[What you will do]
What is needed is an exact transcription of every record below.

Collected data
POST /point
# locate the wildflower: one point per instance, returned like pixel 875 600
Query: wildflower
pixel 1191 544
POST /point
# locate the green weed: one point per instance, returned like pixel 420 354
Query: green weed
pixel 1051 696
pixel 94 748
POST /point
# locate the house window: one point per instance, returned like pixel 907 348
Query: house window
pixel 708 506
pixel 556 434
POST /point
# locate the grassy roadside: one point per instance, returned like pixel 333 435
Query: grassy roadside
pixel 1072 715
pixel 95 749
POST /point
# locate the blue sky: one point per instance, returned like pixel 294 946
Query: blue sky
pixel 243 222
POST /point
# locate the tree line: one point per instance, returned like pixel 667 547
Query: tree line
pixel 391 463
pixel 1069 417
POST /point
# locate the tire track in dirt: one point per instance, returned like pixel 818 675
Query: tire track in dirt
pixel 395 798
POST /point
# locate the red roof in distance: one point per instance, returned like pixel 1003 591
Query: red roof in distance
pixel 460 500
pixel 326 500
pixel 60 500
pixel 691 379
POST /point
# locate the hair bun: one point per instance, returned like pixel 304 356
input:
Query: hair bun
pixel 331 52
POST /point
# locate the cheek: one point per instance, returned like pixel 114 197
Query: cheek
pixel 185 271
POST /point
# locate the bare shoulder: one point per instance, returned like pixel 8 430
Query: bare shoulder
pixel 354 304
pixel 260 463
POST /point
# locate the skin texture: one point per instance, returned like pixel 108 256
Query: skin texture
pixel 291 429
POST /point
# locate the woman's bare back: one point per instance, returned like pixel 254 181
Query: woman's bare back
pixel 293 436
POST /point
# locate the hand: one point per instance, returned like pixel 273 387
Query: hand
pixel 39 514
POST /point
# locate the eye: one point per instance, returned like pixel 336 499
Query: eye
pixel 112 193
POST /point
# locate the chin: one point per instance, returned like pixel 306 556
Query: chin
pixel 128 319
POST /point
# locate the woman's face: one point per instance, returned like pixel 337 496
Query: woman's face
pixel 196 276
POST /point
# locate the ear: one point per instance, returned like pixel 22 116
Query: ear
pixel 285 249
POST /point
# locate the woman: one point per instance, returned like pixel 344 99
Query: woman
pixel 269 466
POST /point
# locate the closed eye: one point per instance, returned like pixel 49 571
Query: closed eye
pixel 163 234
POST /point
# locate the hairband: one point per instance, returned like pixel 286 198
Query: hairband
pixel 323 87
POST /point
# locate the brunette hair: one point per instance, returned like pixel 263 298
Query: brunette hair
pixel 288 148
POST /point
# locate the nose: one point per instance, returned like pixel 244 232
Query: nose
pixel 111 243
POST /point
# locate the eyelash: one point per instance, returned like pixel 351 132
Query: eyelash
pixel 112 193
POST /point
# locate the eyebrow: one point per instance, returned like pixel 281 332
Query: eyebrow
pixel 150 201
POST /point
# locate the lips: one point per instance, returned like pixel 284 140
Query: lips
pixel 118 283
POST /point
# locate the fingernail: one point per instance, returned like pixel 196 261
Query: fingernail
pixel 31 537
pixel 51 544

[Answer]
POST /point
# locate the wildflower: one point per instance, returned like pixel 875 600
Query: wildflower
pixel 1191 544
POST /point
# locate the green weed: one point per instance, returned like pixel 420 354
Query: green weed
pixel 1051 696
pixel 94 748
POST /point
# locate the house window: one point per instance, returned like pixel 907 348
Query: house window
pixel 708 506
pixel 556 434
POST /point
# locate the grassy roadside: one point per instance, returned like pixel 333 435
Query: grassy roadside
pixel 1072 715
pixel 95 749
POST /point
# locate the blue sky: one point per instance, returned like pixel 294 946
Query: blue sky
pixel 243 222
POST /point
# locate the tree line: one point per instance, returned like pixel 667 547
Query: tree line
pixel 391 463
pixel 1069 417
POST /point
# locate the tire track in dirt: one point per instance, returned like pixel 818 675
Query: tire track in dirt
pixel 395 798
POST /point
# locate the red roof in distance: one point per instance, returned like pixel 1003 591
Query: red roof in distance
pixel 460 500
pixel 326 500
pixel 60 500
pixel 691 379
POST /point
# locate the hair bun: one point per instance, returned like pixel 304 356
input:
Query: hair bun
pixel 331 52
POST /point
# locate the cheek: one point per instance, returned like pixel 114 197
Query: cheek
pixel 185 271
POST /point
# locate the bare shoulder: one point per instance, returned like pixel 8 430
Query: bare shoulder
pixel 354 304
pixel 260 463
POST /point
# locate the skin texture: one point per instance, returned like pixel 108 256
Query: skin texture
pixel 291 429
POST /point
# locate the woman's bare back: one point per instance, returned like pixel 254 181
Query: woman's bare back
pixel 293 436
POST /point
# locate the hand: one point per instance, returned like pixel 273 387
Query: hand
pixel 39 514
POST /point
# locate the eye: one point per instance, returned like pixel 336 499
Query: eye
pixel 112 193
POST /point
# locate the chin: one point per instance, returned like pixel 306 556
Query: chin
pixel 128 319
POST /point
# locate the woman's face: one point per instance, returned like pixel 337 496
Query: woman's face
pixel 196 276
POST /point
# locate the ear: one point per instance, returned like pixel 22 116
Query: ear
pixel 285 249
POST /point
# locate the woman: one point per instance, returned like pixel 344 99
Query: woman
pixel 269 466
POST /point
# locate the closed eye: one point per instance, returned like pixel 49 571
Query: closed eye
pixel 163 234
POST /point
# locate the hairband: one point per instance, returned like pixel 286 198
Query: hairband
pixel 323 87
POST /point
# locate the brunette hair: one point per instance, returned like pixel 263 298
Query: brunette hair
pixel 288 148
POST /point
# locate the nose: one point per instance, returned like pixel 244 232
Query: nose
pixel 111 243
POST /point
# locate the eyelash: one point per instance, returned like pixel 351 132
Query: eyelash
pixel 112 193
POST /point
# locate the eyebrow: one point per instance, returned like pixel 281 332
Query: eyebrow
pixel 150 201
POST /point
# locate the lips: one point per instance, returned like pixel 284 140
Query: lips
pixel 118 283
POST /point
# locate the fingernail: one point per instance, returned like pixel 196 261
Query: fingernail
pixel 31 537
pixel 51 544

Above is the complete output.